DOCUMENT TEXT:

────────────────────────────────────────

There were two United States House of Representatives special elections in Hawaii's 2nd congressional district within 35 days of each other to select the successor to Democrat Patsy Mink who had died from pneumonia. The elections, held November 30, 2002, and January 4, 2003, were officially nonpartisan and each held as general elections without primaries to pick a successor for the remainder of her term in the 107th Congress and for the next term in the 108th Congress, to which Mink was posthumously re-elected. Both elections were won by Democrat Ed Case.
On August 30, 2002, Mink was hospitalized in Honolulu's Straub Clinic and Hospital with complications from chickenpox. Her condition steadily worsened, and on September 28, 2002, Mink died in Honolulu of viral pneumonia. The week prior to her untimely death, she had won renomination. By this point, it was too late to remove her name from the general election ballot. On November 5, 2002, Mink was posthumously re-elected over state Representative Bob McDermott (R). As a result, this triggered two separate special elections: the first to fill the vacancy during the end of the 107th Congress and the second for the new term beginning on January 3, 2003. In accordance with Hawaiian law the elections were single nonpartisan races without primaries.
The two most notable candidates to compete in the first election were then-state representative and former state House Majority Leader Ed Case and John Mink, the former husband of the late Congresswoman. Despite the latter's connections to the district's prior representative, Case would win the election with fifty-one percent of the vote.
The now-freshman incumbent Case immediately ran for reelection in the early January 2003 race for the second district seat in the 108th Congress, going up against more than three dozen other candidates. Other Democrats included state Senators Matt Matsunaga and Colleen Hanabusa. Republicans included state Representatives Barbara Marumoto and Bob McDermott, and former Honolulu Mayor Frank Fasi. Case won this election with 43 percent of the vote.

────────────────────────────────────────

SOURCE MATERIAL:
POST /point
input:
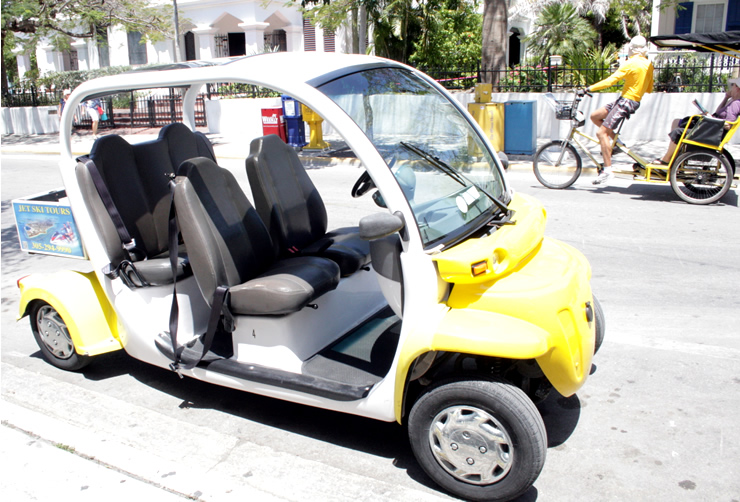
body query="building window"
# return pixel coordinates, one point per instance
(136, 50)
(709, 17)
(328, 41)
(237, 44)
(222, 45)
(189, 46)
(69, 61)
(309, 35)
(276, 41)
(102, 43)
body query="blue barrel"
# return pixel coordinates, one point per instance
(295, 128)
(520, 127)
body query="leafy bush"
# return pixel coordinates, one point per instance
(524, 78)
(688, 73)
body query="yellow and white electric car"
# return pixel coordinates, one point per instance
(446, 309)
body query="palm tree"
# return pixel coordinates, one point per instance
(559, 29)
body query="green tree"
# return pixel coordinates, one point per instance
(25, 22)
(449, 35)
(395, 23)
(559, 29)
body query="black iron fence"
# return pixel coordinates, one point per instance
(674, 72)
(30, 96)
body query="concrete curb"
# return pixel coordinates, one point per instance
(156, 476)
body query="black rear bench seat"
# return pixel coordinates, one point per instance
(137, 178)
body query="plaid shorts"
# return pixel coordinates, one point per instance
(620, 109)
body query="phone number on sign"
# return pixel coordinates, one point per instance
(51, 248)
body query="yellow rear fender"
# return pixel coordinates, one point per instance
(79, 299)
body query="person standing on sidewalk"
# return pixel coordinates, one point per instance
(93, 107)
(637, 73)
(63, 101)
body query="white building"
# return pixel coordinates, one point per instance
(208, 29)
(698, 16)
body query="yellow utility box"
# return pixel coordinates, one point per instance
(490, 116)
(316, 135)
(483, 93)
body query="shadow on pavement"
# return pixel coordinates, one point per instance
(382, 439)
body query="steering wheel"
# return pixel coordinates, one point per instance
(363, 185)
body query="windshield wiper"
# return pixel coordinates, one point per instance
(460, 178)
(436, 162)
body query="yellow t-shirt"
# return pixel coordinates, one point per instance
(637, 73)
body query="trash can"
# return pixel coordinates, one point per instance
(273, 122)
(490, 116)
(295, 130)
(520, 127)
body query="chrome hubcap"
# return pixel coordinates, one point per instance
(54, 333)
(471, 445)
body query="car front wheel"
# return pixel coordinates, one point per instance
(478, 439)
(52, 336)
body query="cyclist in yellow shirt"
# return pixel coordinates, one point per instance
(637, 73)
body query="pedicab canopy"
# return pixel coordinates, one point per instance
(726, 42)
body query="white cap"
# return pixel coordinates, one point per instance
(638, 45)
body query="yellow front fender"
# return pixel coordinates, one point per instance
(79, 299)
(470, 331)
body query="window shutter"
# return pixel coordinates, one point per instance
(684, 18)
(309, 36)
(733, 15)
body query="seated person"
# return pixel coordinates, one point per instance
(728, 110)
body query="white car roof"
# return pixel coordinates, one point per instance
(280, 70)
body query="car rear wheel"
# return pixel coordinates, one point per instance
(478, 439)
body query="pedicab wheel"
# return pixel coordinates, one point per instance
(478, 439)
(52, 336)
(556, 171)
(701, 177)
(600, 325)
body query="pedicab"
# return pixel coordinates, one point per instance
(445, 308)
(700, 171)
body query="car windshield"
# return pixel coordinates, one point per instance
(448, 176)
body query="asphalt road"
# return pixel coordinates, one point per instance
(656, 420)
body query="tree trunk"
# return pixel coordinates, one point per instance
(355, 16)
(495, 29)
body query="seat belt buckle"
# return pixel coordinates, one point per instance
(130, 246)
(176, 368)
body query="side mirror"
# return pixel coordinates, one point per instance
(504, 160)
(379, 225)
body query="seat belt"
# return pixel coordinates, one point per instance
(219, 302)
(128, 242)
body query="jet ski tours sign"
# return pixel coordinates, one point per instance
(46, 225)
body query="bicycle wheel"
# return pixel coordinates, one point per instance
(701, 177)
(554, 170)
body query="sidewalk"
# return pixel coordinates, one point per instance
(226, 147)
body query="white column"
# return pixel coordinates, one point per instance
(294, 38)
(204, 43)
(83, 56)
(254, 36)
(24, 63)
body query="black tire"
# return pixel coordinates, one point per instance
(701, 177)
(554, 174)
(52, 336)
(600, 325)
(478, 439)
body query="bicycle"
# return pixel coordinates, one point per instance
(699, 172)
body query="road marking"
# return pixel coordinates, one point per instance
(695, 349)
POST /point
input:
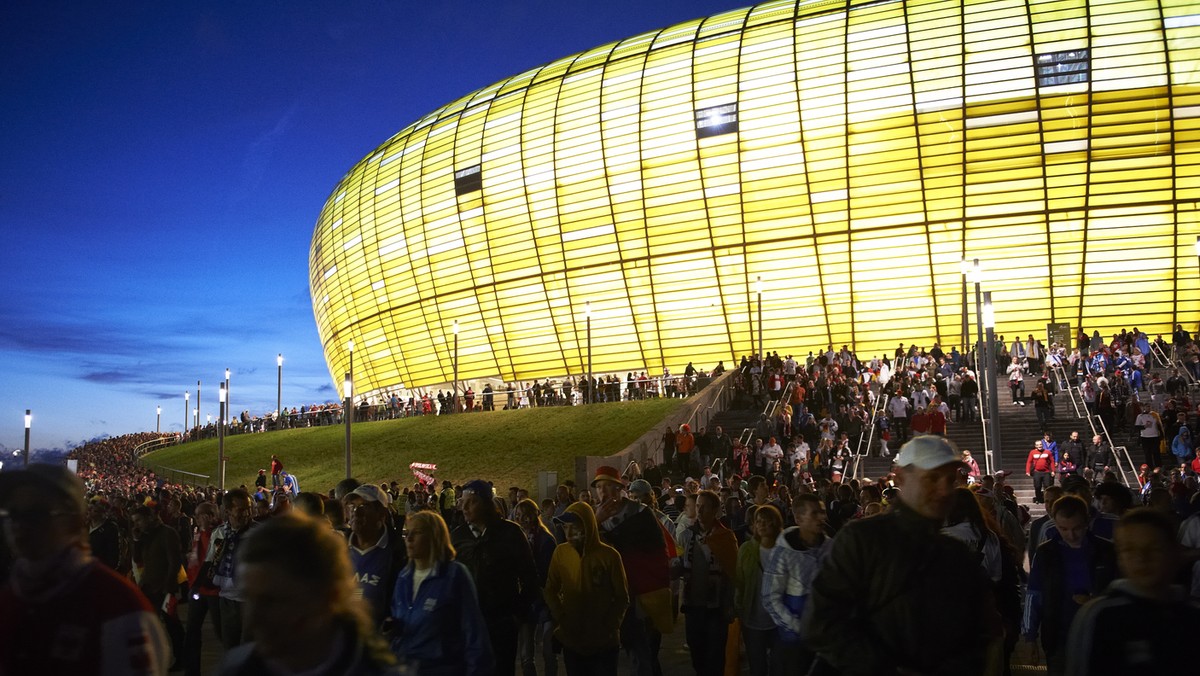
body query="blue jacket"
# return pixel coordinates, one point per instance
(441, 630)
(1181, 446)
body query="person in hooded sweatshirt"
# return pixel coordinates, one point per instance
(1144, 623)
(587, 594)
(799, 552)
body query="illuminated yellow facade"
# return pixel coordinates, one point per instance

────────────────────────────────────────

COMPLETE THE FOLLOWING:
1/ In the special elections text, what share of the vote did Case win in the January 2003 race?
2/ Render this sentence from the special elections text in Spanish: "Her condition steadily worsened, and on September 28, 2002, Mink died in Honolulu of viral pneumonia."
3/ Write out the part of the special elections text starting with "On August 30, 2002, Mink" and going on through "races without primaries.".
The entries have no connection to the special elections text.

SOLVED TASKS:
1/ 43 percent.

2/ Su estado empeoró progresivamente y, el 28 de septiembre de 2002, Mink murió en Honolulu de neumonía viral.

3/
On August 30, 2002, Mink was hospitalized in Honolulu's Straub Clinic and Hospital with complications from chickenpox. Her condition steadily worsened, and on September 28, 2002, Mink died in Honolulu of viral pneumonia. The week prior to her untimely death, she had won renomination. By this point, it was too late to remove her name from the general election ballot. On November 5, 2002, Mink was posthumously re-elected over state Representative Bob McDermott (R). As a result, this triggered two separate special elections: the first to fill the vacancy during the end of the 107th Congress and the second for the new term beginning on January 3, 2003. In accordance with Hawaiian law the elections were single nonpartisan races without primaries.